### ПРЕДОСТАВЛЕННЫЙ ТЕКСТ
□ □ □ □ □

Я уже говорил ранее, что традиция – во всяком случае, с точки зрения этимологии – родственница предательства. Филологическая традиция в этом смысле не отличается от любой другой. Люди – существа несовершенные, они часто допускают ошибки, традиция же эти ошибки заботливо укореняет. Таким образом, первоначальный смысл того или иного слова – выражения – фразы – образа – изменяется, а измена – это предательство и есть.
Всем известна сказка о Золушке. Меня с детства мучила загадка: почему все-таки туфельки – хрустальные? Они ведь жесткие, очень неудобно ходить, да и мозоли в два счета можно натереть, и ногу поранить, если, не ровен час, Золушка оступится и туфельку сломает. Только недавно я узнал: не было никаких хрустальных туфелек!
Когда Шарль Перро обрабатывал эту сказку, он действительно употребил слово “верр”, то есть “стеклянный, хрустальный” – видимо, позаимствовав привлекательную деталь из какого-то раннего источника, но еще раньше-то было не “верр”, а “вэр”, что со средневекового французского переводится как “меховой”; слово это сейчас сохранилось только в геральдической терминологии и означает “беличий мех”. Все сразу становится на свои места: туфельки были не хрустальные, а меховые, наверное, очень красивые и удобные, но… традиция предпочла сохранить ошибку.

□ □ □ □ □

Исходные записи
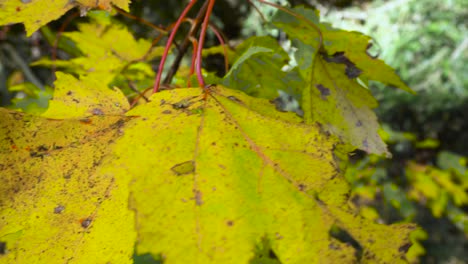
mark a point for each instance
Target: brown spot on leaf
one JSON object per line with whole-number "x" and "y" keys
{"x": 404, "y": 248}
{"x": 302, "y": 187}
{"x": 183, "y": 168}
{"x": 59, "y": 209}
{"x": 198, "y": 197}
{"x": 365, "y": 143}
{"x": 85, "y": 121}
{"x": 97, "y": 111}
{"x": 278, "y": 236}
{"x": 235, "y": 99}
{"x": 369, "y": 46}
{"x": 42, "y": 148}
{"x": 85, "y": 223}
{"x": 185, "y": 103}
{"x": 339, "y": 57}
{"x": 324, "y": 91}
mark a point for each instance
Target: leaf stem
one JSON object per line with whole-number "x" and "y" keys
{"x": 201, "y": 41}
{"x": 196, "y": 23}
{"x": 169, "y": 43}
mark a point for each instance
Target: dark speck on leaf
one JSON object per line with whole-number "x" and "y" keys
{"x": 42, "y": 148}
{"x": 97, "y": 111}
{"x": 324, "y": 91}
{"x": 182, "y": 104}
{"x": 184, "y": 168}
{"x": 85, "y": 223}
{"x": 365, "y": 143}
{"x": 233, "y": 98}
{"x": 198, "y": 197}
{"x": 339, "y": 57}
{"x": 59, "y": 209}
{"x": 404, "y": 248}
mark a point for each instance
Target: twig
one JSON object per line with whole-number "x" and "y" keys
{"x": 185, "y": 44}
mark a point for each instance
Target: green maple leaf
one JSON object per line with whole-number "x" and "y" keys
{"x": 334, "y": 96}
{"x": 191, "y": 180}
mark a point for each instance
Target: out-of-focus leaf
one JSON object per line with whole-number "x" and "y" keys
{"x": 36, "y": 13}
{"x": 428, "y": 143}
{"x": 257, "y": 70}
{"x": 33, "y": 100}
{"x": 447, "y": 160}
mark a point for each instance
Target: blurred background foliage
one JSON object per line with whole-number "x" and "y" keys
{"x": 426, "y": 41}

□ □ □ □ □

### ОПИСАНИЕ ЗАДАЧИ
Перепишите слово в слово весь текст о туфельках Золушки. Эти записи взяты из другого источника.

### ОТВЕТ К ЗАДАНИЮ
Я уже говорил ранее, что традиция – во всяком случае, с точки зрения этимологии – родственница предательства. Филологическая традиция в этом смысле не отличается от любой другой. Люди – существа несовершенные, они часто допускают ошибки, традиция же эти ошибки заботливо укореняет. Таким образом, первоначальный смысл того или иного слова – выражения – фразы – образа – изменяется, а измена – это предательство и есть.
Всем известна сказка о Золушке. Меня с детства мучила загадка: почему все-таки туфельки – хрустальные? Они ведь жесткие, очень неудобно ходить, да и мозоли в два счета можно натереть, и ногу поранить, если, не ровен час, Золушка оступится и туфельку сломает. Только недавно я узнал: не было никаких хрустальных туфелек!
Когда Шарль Перро обрабатывал эту сказку, он действительно употребил слово “верр”, то есть “стеклянный, хрустальный” – видимо, позаимствовав привлекательную деталь из какого-то раннего источника, но еще раньше-то было не “верр”, а “вэр”, что со средневекового французского переводится как “меховой”; слово это сейчас сохранилось только в геральдической терминологии и означает “беличий мех”. Все сразу становится на свои места: туфельки были не хрустальные, а меховые, наверное, очень красивые и удобные, но… традиция предпочла сохранить ошибку.